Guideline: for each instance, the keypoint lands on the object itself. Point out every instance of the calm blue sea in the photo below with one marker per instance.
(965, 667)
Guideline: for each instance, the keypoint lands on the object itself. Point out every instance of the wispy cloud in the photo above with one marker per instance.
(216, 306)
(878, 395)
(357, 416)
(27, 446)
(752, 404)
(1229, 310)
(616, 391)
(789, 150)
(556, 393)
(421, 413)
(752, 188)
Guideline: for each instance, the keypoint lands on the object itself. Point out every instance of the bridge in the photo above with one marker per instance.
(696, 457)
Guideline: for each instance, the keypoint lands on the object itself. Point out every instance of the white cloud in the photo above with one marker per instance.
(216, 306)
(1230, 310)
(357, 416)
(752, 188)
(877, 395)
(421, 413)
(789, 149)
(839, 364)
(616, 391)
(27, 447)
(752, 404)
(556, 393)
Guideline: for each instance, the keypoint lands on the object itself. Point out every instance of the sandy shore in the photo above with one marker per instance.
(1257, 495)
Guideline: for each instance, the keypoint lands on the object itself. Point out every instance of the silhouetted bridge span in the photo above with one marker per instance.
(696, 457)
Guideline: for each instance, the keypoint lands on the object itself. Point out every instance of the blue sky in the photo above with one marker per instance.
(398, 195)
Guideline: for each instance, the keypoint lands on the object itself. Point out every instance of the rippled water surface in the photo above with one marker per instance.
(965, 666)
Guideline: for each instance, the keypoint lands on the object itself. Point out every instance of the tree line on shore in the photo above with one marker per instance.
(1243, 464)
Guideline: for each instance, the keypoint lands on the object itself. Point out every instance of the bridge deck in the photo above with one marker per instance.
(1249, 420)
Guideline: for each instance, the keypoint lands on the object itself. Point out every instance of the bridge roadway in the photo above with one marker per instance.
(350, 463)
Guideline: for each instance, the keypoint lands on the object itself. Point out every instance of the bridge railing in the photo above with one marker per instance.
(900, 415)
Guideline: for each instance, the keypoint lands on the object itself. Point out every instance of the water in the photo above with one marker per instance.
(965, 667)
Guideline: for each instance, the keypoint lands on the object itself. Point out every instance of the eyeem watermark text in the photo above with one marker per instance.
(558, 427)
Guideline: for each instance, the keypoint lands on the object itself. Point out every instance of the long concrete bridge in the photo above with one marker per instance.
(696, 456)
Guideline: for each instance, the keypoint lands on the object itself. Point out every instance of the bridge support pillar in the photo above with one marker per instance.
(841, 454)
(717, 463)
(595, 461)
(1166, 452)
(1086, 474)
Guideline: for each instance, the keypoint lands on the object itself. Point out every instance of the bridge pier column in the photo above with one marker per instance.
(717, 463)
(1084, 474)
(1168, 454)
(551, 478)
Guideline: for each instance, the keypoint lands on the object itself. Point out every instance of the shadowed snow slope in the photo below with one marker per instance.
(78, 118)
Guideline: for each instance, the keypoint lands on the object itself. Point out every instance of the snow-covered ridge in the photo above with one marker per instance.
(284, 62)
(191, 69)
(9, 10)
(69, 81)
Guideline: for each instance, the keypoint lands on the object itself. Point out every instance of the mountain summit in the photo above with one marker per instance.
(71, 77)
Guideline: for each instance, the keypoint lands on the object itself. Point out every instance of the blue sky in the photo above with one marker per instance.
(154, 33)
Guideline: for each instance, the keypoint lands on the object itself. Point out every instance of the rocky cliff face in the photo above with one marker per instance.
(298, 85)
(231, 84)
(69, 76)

======

* [PROBLEM DESCRIPTION]: All the material above should be copied word for word.

* [TASK SOLUTION]:
Guideline: for each instance, the keypoint lands on the object itself. Point out every instance of the calm blue sea in the photo below with one marker per instance.
(965, 667)
Guideline: for each instance, the keypoint lands on the object itself. Point out every instance of the wispy cloud in the photo above with one marker per instance.
(216, 306)
(878, 395)
(357, 416)
(27, 446)
(752, 404)
(1229, 310)
(616, 391)
(789, 150)
(556, 393)
(421, 413)
(752, 188)
Guideline: for each instance, the keypoint lands on the object itself. Point out every instance of the bridge in the photo above with one marker per instance.
(696, 457)
Guideline: for each instance, the keypoint lands on the object itself. Point out every instance of the white cloud in the photo above with one marker per instance.
(216, 306)
(1230, 310)
(357, 416)
(752, 188)
(877, 395)
(421, 413)
(789, 149)
(839, 364)
(616, 391)
(27, 447)
(752, 404)
(556, 393)
Guideline: for each instance, the keypoint lands on the object itself. Point out every instance of the sandy shore in the photo above with one marker per instance.
(1257, 495)
Guideline: for each instance, the keypoint lands on the object itself. Point out every instance of the silhouetted bridge span in the photo above with one marker per instance.
(696, 457)
Guideline: for each instance, the keypoint lands on the object itself. Point out every instance of the blue sky in the photo above with one marker per instance.
(398, 195)
Guideline: for each instance, the keypoint lands on the object itself. Point out every instance of the rippled water surface in the photo above with one marker per instance.
(965, 666)
Guideline: for each instance, the keypoint lands on the object itself. Point out every instance of the tree line on shore in the photo above with one marker per instance.
(1243, 464)
Guideline: for each instance, the keypoint lands on the object itself. Point out every instance of the bridge deck in the photo above with one marker per instance.
(1249, 420)
Guideline: for each instance, the keypoint lands on the object itself. Point out every instance of the bridge roadway in the photo above with one marker per instance.
(350, 463)
Guideline: for each instance, the keypoint lands on the object itself. Point out every instance of the bridge railing in the photo above with one marker per instance.
(900, 415)
Guideline: for each instance, the keypoint lands on the object itself. Point out every instance of the water in the photo above with one marker per instance.
(965, 667)
Guideline: for each instance, the keypoint lands on the object itself. Point out every instance of the eyeem watermark text in the photo above with one marker per instance.
(558, 427)
Guideline: for each instance, the keypoint lands on the object itself. Point out every instance of the long concrete bridge in the photo above with one marker per instance.
(696, 456)
Guideline: for each instance, the keypoint lands on the object itself. Point out every instance of the bridge support pillar in the photo above with one marker per instance.
(841, 454)
(717, 463)
(595, 461)
(1166, 452)
(1086, 474)
Guideline: for each instance, the keypoint lands on the object itself. Point out every instance of the bridge pier column in the photo above with one marker per instance.
(717, 463)
(1084, 474)
(1168, 454)
(551, 478)
Guideline: for each instance, the keypoint lands on the object itself. Point out every instance of the shadowed snow slope in the photo below with one marker per instance.
(78, 118)
Guideline: for each instance, the keypoint lands on the object itself. Point out every instance of the snow-covered ridge in the photo above with one marker per instance.
(284, 62)
(191, 69)
(9, 10)
(69, 81)
Guideline: for each instance, the keypoint lands on the object itself. Point out every instance of the mountain summit in the photo above with one marker per instance.
(71, 77)
Guideline: for each instance, the keypoint lands on the object itself. Point out every instance of the blue sky in the photo above with one marker per instance.
(154, 33)
Guideline: for each instance, the keypoint lands on the object itself. Point out every instance of the rocky cliff face in the photo above with one marker per instance.
(298, 85)
(231, 84)
(69, 76)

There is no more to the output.